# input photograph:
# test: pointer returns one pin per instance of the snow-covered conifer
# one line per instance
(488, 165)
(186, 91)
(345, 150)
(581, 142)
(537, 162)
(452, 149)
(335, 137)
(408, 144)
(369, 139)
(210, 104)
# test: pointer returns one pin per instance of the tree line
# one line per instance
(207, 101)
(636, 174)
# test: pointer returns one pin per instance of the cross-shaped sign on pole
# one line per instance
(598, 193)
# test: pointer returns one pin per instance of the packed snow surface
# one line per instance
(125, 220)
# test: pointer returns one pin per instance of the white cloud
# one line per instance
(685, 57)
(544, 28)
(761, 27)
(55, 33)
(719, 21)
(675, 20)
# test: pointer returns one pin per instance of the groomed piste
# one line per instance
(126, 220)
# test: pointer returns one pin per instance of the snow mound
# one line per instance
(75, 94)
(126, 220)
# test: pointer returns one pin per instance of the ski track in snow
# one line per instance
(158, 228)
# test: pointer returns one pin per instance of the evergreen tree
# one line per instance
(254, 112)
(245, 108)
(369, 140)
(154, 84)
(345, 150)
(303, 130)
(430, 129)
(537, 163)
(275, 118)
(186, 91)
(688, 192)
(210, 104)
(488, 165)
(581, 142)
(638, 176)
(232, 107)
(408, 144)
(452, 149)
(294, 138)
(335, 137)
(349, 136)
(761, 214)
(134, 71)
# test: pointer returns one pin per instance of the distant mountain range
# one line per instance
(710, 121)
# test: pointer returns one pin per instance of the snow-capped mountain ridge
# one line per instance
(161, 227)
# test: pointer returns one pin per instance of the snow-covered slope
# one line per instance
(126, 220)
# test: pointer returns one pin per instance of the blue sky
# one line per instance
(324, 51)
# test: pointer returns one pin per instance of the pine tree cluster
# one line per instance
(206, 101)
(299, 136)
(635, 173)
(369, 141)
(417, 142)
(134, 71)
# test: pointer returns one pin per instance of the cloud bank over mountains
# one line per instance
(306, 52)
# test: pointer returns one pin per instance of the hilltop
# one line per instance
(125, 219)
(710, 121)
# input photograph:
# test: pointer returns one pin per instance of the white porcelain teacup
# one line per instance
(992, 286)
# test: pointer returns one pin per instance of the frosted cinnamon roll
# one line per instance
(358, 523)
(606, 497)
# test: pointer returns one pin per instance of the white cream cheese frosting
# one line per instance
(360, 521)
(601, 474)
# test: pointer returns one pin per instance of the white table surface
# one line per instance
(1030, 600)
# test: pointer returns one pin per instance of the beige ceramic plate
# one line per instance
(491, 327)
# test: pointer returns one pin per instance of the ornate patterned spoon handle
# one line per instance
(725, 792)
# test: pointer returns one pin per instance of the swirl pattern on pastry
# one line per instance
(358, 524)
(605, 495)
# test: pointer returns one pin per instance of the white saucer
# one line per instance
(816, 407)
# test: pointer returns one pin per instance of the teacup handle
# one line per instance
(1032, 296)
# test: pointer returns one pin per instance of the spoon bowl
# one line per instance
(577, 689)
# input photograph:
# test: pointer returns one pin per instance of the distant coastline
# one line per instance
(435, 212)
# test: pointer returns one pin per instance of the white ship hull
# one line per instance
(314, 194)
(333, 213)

* * * * * * *

• What the task asks
From the data above, copy each line that holds "covered".

• Solution to this task
# test: pointer returns one pin per instance of the snow-covered conifer
# test: pointer returns one pin per instance of the snow-covered slope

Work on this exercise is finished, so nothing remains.